Items from a data source:
▽
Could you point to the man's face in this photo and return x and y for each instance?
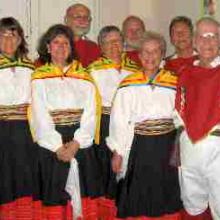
(150, 55)
(133, 32)
(112, 45)
(78, 19)
(207, 41)
(180, 36)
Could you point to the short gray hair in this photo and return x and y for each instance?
(105, 31)
(153, 36)
(209, 20)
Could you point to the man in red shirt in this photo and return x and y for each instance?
(181, 34)
(78, 18)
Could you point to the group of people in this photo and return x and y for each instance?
(114, 130)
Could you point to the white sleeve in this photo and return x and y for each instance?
(86, 132)
(121, 126)
(41, 122)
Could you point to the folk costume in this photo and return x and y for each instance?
(17, 149)
(142, 131)
(87, 51)
(108, 76)
(65, 107)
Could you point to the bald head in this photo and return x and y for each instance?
(78, 18)
(207, 40)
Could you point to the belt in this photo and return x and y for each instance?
(106, 110)
(154, 127)
(13, 112)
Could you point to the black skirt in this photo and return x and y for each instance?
(150, 187)
(104, 155)
(17, 159)
(53, 173)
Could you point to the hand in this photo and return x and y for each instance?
(60, 152)
(116, 162)
(67, 151)
(72, 147)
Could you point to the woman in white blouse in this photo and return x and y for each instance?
(142, 136)
(17, 149)
(64, 109)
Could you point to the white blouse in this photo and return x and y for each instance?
(107, 81)
(59, 94)
(134, 104)
(15, 85)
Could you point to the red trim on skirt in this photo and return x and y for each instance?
(27, 209)
(106, 208)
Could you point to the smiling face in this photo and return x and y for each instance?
(59, 49)
(150, 56)
(9, 42)
(112, 45)
(181, 36)
(133, 31)
(78, 19)
(207, 41)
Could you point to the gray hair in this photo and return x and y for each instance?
(209, 20)
(153, 36)
(105, 31)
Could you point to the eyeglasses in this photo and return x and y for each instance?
(8, 35)
(81, 18)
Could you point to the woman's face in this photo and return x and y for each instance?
(9, 42)
(151, 55)
(59, 49)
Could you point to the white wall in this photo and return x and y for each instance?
(37, 15)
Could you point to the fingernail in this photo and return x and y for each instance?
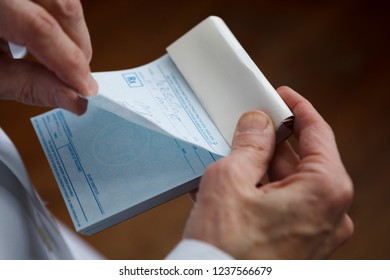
(92, 86)
(253, 122)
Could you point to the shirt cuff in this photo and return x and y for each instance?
(191, 249)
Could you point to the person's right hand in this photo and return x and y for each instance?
(54, 32)
(300, 214)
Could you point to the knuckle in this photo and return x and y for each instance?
(76, 60)
(70, 8)
(42, 23)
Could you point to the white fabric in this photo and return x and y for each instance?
(27, 230)
(191, 249)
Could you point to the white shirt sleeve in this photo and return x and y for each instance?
(191, 249)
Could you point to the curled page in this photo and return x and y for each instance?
(225, 79)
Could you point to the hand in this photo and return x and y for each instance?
(54, 32)
(299, 214)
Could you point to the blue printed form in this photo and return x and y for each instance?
(151, 131)
(142, 149)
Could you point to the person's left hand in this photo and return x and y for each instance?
(55, 33)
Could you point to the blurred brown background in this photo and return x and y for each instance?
(335, 53)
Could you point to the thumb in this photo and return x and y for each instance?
(253, 144)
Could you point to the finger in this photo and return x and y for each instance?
△
WRITTEN PROBLEM: Every entry above should be duplicated exactly. Do not include the images.

FINAL RESULT:
Could you point to the man's face in this photo and return x and y for each instance?
(150, 55)
(133, 32)
(112, 45)
(78, 19)
(207, 41)
(180, 36)
Could you point to the short gray hair in this photo and return x and y for each instance?
(105, 31)
(153, 36)
(209, 20)
Could you point to the man in red shirt in this photo and return x and y for each instance?
(181, 34)
(78, 18)
Could you point to the group of people in this photo and return x and y for each instance?
(114, 130)
Could you point to the white sleeve in this photo and return x and y for each instance?
(86, 132)
(121, 126)
(41, 122)
Could you point to the folk costume in this photo and return x and y for each instance?
(17, 149)
(142, 131)
(87, 51)
(108, 76)
(65, 107)
Could you point to the bald head in this photo and return x and y for each instance?
(78, 18)
(207, 40)
Could you point to the belt in this photo and return x and y for each instance?
(106, 110)
(154, 127)
(13, 112)
Could you point to the black skirt in this photo and return x and y for each instance?
(150, 187)
(104, 155)
(17, 159)
(53, 173)
Could you point to the hand in this photo and return x and y for each instance?
(60, 152)
(116, 162)
(67, 151)
(72, 147)
Could you point to the woman in white blouse in this photo and return x and y for each instance?
(142, 136)
(17, 149)
(64, 109)
Could you point to the white blouse in this photo and return x and y for each instance?
(107, 81)
(59, 94)
(134, 104)
(15, 85)
Could you point to the red trim on skirt in this photo and return x and y for each instance?
(27, 209)
(106, 208)
Could you point to the smiling face in this photo and return x and y for each instance?
(59, 49)
(150, 56)
(9, 42)
(112, 45)
(181, 36)
(133, 31)
(78, 19)
(207, 41)
Could you point to the gray hair in this photo and return x and y for each instance?
(209, 20)
(153, 36)
(105, 31)
Could you point to the eyeglasses in this photo and return x and y for each instance?
(8, 35)
(81, 18)
Could you point to the woman's face in this photo and return x and y for each instance?
(9, 42)
(151, 55)
(59, 49)
Could you point to the white wall in this photo and return x and y for each instance?
(37, 15)
Could you point to the fingernail in this photo and return x and y for each instance?
(92, 86)
(253, 122)
Could you point to the shirt cuff in this photo and return x and y for each instance?
(191, 249)
Could you point to the person's right hand in this photo and return x and y for each instance?
(54, 32)
(300, 214)
Could you point to the knuckle in this photo and return x and y for each instance?
(76, 60)
(70, 8)
(42, 23)
Could you point to the white fabric in this photo and return x and y for each instance?
(27, 230)
(191, 249)
Could you point to the white shirt sleeve in this photo and return x and y for each instance?
(191, 249)
Could you point to the curled page in this photo and return x and y for each instance?
(225, 79)
Could you point to the hand in this photo and return x and y for each instance?
(54, 32)
(299, 214)
Could you point to the blue printed form in this photo and return x and y for each instance?
(151, 131)
(142, 149)
Could you point to the person's left hand in this photo and return x and y for each instance?
(55, 33)
Could you point to the blurred brown background in this photo and return x and y for each instance?
(335, 53)
Could you point to the thumb in this photo and return x and y for each instance?
(253, 144)
Could you point to the finger in this photo and return x and y for each instance?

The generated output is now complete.